## SELECTED EXCERPT
====
The University of Maryland is teaching its doctors to hate white people through a course called “Decolonizing Medicine: Steps to Actionable Change.” The course claims it covers how “colonial legacies” still affect “global health systems.” It also claims the “concept of the White Body” was the standard for medical training.
Dr. Jane Orient, executive director at the Association of American Physicians and Surgeons, told The College Fix, “The title of the course as well as the description reflects the ideological view of oppressors (white colonialists) versus the oppressed (people of color), a fundamental anti-white racist view. The statement that modern medicine has been shaped by ‘colonialism’ makes no sense to me … Modern medicine was shaped by scientific advances.
“The purpose of medicine, according to the late Donald Seldin, is to relieve pain, reduce disability, and postpone death. It is not about social reform. Framing medicine through Marxist concepts of oppression is destructive of the art and science of medicine,” Orient added. “Doctors are not called to judge their patients’ worth or to engage in cultural revolution.”
Physicians are raising concerns over new course offerings at the University of Maryland that incorporate identity politics into various public health and medical programs at the public institution.
“Decolonizing Medicine: Steps to Actionable Change” is a one-credit undergraduate public health course, first taught in the spring of 2025 and offered again this semester.
Designed for students studying medicine, public health, or health policy, it covers how “colonial legacies” impact “global health systems” and the “concept of ‘the White body’” as the standard in medical training, according to the university registrar’s catalog. The “student-facilitated discussion-based” course also is open for registration for the current spring semester as a two-credit elective.
====
## STUDY QUESTIONS
1: According to the article about the Maryland course, when was "Decolonizing Medicine: Steps to Actionable Change" first taught?
2: Write out everything in the article about the Maryland course from "Dr. Jane Orient, executive" down to "by scientific advances.".
None of the lines are needed for work on the article about the Maryland course.
====
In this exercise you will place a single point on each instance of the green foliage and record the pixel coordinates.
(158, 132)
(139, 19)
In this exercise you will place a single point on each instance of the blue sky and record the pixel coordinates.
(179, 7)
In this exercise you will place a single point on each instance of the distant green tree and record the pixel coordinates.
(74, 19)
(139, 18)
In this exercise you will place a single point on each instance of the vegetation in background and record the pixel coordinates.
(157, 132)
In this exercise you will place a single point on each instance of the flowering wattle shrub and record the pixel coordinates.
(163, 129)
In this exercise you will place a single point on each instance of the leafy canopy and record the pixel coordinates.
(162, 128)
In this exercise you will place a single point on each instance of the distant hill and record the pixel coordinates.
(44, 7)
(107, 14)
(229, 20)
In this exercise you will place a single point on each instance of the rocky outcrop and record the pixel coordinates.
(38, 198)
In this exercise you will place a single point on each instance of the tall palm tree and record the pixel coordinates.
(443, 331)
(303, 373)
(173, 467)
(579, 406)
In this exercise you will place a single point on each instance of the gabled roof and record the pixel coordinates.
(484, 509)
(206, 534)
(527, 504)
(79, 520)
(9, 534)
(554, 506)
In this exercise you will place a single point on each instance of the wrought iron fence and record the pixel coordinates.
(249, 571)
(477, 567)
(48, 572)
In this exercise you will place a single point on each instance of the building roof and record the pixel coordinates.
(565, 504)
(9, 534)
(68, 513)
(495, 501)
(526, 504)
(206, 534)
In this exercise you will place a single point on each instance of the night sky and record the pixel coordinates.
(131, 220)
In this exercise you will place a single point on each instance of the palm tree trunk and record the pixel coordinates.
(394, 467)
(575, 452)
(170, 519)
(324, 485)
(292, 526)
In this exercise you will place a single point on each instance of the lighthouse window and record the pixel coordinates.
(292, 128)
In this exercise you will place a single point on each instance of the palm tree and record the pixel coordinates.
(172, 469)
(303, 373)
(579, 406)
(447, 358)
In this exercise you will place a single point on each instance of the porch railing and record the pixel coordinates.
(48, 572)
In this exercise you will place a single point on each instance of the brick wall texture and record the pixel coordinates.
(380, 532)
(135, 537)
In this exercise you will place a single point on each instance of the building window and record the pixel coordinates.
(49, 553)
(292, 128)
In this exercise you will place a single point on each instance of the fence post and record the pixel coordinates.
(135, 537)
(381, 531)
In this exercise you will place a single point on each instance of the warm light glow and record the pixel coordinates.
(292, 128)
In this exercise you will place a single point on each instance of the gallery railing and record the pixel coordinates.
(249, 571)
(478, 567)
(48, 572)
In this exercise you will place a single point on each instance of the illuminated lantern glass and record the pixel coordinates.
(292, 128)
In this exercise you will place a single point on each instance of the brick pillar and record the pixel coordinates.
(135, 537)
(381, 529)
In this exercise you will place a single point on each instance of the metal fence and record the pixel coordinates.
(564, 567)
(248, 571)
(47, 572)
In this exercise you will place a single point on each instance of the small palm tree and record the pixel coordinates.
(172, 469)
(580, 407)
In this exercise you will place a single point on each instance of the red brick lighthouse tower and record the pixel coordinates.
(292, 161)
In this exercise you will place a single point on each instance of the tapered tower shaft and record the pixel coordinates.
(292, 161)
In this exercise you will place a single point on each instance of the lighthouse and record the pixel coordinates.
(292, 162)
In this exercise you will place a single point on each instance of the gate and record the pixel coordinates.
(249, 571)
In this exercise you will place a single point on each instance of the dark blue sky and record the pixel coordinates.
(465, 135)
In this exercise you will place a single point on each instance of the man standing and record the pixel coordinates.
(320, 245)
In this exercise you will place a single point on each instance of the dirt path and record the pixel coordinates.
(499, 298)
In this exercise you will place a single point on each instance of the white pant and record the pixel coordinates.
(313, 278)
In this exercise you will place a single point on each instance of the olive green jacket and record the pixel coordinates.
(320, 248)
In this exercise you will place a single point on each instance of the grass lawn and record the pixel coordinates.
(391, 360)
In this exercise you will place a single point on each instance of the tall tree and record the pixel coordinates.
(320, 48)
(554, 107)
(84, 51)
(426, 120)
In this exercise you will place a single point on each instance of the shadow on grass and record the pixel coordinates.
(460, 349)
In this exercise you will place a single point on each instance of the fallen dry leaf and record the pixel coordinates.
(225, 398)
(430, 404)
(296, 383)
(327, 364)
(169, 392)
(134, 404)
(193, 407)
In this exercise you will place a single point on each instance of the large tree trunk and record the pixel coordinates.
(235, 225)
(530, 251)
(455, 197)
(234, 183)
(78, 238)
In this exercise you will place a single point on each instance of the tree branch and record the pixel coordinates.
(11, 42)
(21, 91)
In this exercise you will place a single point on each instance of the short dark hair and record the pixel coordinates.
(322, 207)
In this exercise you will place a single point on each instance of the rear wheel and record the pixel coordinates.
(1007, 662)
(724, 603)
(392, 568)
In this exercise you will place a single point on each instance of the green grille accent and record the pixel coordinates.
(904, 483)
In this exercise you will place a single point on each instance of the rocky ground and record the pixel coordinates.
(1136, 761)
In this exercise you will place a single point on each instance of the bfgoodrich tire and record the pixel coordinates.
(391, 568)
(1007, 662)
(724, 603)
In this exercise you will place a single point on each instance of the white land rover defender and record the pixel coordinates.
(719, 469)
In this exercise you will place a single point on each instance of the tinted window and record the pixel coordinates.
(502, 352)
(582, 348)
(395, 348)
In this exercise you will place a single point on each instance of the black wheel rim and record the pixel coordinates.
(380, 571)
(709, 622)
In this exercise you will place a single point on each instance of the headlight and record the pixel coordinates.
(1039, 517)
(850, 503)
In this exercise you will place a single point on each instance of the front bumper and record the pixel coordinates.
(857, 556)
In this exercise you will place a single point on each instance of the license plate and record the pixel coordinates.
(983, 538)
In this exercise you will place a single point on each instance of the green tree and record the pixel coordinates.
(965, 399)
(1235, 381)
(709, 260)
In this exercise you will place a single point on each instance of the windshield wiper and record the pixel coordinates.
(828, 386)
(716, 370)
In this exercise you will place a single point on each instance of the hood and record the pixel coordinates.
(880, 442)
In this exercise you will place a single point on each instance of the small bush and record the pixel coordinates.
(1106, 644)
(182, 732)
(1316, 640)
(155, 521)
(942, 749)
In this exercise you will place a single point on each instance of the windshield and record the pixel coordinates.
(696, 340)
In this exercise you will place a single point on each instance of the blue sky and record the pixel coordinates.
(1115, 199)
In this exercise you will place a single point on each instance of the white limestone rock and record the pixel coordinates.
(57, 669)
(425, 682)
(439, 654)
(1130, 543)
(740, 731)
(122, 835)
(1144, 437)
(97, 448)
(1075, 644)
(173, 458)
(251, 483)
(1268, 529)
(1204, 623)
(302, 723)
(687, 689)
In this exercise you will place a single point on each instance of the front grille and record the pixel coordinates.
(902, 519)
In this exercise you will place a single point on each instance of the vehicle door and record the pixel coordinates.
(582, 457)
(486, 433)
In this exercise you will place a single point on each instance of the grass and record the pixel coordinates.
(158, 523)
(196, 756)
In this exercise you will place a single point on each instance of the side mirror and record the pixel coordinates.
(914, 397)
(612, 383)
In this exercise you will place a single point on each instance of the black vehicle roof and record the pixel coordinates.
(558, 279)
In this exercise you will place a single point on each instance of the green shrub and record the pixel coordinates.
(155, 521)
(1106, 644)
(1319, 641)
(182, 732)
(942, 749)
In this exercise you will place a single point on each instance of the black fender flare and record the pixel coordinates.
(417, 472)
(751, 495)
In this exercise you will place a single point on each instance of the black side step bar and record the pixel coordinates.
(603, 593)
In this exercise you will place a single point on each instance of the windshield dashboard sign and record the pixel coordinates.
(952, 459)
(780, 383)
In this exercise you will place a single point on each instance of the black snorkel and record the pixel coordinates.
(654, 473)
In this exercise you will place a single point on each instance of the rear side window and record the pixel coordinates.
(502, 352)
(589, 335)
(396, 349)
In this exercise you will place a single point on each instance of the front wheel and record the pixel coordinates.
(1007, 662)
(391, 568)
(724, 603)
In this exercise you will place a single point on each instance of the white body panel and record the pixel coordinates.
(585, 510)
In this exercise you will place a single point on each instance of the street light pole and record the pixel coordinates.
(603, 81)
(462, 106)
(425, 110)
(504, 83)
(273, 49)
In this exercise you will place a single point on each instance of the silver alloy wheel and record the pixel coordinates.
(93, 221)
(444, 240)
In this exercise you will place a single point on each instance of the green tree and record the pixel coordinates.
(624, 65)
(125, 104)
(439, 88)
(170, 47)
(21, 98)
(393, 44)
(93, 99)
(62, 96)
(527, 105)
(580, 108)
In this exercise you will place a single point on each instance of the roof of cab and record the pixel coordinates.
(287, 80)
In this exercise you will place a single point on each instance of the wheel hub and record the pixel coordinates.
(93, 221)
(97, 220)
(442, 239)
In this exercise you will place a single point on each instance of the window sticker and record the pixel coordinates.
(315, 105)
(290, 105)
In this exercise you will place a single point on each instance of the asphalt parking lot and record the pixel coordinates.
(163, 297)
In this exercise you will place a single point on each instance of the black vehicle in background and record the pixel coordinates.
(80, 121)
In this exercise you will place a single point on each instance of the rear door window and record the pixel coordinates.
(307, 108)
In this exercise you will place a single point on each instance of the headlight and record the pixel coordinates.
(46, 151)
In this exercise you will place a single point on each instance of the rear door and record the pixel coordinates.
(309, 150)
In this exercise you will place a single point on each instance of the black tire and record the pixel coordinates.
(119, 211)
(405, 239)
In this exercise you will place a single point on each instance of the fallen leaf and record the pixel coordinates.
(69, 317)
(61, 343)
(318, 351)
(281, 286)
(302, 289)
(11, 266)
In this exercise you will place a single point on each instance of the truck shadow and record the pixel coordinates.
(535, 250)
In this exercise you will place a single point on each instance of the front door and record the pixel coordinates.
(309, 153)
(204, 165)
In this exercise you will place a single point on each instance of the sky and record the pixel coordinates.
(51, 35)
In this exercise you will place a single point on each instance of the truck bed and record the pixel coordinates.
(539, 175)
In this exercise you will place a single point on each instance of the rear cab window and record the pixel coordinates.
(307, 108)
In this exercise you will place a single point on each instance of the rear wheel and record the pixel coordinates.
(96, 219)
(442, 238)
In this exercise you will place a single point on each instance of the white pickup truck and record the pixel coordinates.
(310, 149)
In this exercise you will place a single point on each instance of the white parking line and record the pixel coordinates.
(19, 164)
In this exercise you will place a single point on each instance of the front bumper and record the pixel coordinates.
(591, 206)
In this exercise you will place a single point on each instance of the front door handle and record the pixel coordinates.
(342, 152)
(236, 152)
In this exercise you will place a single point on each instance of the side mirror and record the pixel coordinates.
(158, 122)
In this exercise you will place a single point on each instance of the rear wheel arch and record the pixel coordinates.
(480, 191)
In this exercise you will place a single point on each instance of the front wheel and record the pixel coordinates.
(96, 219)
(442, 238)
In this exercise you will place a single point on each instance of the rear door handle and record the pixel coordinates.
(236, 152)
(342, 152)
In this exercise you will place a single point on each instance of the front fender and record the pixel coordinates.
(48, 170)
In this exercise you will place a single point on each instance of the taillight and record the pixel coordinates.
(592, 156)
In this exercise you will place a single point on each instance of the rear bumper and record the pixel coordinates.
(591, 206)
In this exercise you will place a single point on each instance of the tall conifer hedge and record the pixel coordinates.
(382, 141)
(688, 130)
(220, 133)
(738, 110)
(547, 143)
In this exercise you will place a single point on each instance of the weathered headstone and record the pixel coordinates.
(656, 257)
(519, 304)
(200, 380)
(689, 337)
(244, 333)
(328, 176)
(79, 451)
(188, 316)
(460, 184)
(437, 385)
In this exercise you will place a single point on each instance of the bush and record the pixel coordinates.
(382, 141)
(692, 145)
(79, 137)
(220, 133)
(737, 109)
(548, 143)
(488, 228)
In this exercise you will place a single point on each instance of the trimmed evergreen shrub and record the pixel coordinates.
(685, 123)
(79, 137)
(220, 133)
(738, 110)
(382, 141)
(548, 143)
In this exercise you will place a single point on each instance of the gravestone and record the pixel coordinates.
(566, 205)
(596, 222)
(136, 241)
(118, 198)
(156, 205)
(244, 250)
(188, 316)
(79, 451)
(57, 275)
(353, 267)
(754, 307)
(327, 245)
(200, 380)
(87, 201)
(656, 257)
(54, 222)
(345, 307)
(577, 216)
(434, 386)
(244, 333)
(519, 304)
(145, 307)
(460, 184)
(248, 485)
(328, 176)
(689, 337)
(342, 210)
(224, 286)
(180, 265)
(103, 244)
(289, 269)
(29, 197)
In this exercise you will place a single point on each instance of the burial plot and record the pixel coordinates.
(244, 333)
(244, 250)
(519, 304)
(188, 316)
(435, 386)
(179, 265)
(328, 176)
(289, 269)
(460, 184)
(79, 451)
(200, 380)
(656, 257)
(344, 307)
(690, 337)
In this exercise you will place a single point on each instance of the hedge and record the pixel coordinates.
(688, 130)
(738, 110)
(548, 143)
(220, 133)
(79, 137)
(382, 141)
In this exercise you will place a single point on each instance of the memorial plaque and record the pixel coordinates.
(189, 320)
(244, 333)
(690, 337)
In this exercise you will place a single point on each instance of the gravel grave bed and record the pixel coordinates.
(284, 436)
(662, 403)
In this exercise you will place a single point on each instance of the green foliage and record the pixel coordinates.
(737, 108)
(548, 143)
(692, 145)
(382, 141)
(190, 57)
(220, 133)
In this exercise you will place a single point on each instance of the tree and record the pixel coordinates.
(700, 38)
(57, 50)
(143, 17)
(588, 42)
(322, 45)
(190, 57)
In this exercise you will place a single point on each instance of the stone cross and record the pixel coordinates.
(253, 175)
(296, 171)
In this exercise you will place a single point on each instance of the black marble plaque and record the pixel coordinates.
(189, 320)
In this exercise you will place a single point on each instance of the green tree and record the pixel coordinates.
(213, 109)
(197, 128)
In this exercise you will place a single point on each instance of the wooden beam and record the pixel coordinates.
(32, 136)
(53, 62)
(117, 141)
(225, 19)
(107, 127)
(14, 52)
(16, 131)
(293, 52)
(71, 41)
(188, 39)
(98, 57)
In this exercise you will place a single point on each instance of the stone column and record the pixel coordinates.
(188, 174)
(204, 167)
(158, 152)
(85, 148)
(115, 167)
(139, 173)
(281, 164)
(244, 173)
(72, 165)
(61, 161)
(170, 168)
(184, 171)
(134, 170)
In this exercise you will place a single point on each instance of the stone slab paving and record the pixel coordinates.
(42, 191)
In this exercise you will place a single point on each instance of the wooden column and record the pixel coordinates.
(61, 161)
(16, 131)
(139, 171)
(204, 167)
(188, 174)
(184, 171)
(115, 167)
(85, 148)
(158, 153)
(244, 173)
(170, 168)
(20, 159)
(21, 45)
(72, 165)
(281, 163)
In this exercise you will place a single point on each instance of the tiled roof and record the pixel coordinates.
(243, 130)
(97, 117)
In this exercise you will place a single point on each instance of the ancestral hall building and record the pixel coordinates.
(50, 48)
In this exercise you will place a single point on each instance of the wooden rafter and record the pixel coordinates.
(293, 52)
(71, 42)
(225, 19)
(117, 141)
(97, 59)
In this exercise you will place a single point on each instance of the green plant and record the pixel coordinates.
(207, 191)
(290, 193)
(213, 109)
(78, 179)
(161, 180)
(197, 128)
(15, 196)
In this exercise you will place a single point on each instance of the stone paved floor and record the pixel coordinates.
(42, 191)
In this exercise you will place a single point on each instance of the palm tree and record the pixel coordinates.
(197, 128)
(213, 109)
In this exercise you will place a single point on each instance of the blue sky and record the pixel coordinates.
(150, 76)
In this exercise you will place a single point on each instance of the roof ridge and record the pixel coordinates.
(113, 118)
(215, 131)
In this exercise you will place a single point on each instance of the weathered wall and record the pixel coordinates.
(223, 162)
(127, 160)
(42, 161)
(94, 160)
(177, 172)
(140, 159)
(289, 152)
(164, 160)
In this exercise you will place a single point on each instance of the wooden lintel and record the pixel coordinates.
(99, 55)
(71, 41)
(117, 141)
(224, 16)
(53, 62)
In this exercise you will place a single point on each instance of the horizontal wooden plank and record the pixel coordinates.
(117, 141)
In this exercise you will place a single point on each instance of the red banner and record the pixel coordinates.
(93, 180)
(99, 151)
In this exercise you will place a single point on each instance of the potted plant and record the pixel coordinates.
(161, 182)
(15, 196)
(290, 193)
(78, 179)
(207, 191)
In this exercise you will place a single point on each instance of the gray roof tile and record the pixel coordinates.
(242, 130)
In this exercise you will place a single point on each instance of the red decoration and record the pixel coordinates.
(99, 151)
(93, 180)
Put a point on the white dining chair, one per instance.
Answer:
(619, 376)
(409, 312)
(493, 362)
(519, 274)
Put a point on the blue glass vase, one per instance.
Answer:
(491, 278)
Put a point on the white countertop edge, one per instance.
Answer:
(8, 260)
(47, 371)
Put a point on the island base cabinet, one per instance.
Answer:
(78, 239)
====
## ANSWERS FOR EACH ITEM
1: In the spring of 2025.

2:
Dr. Jane Orient, executive director at the Association of American Physicians and Surgeons, told The College Fix, “The title of the course as well as the description reflects the ideological view of oppressors (white colonialists) versus the oppressed (people of color), a fundamental anti-white racist view. The statement that modern medicine has been shaped by ‘colonialism’ makes no sense to me … Modern medicine was shaped by scientific advances.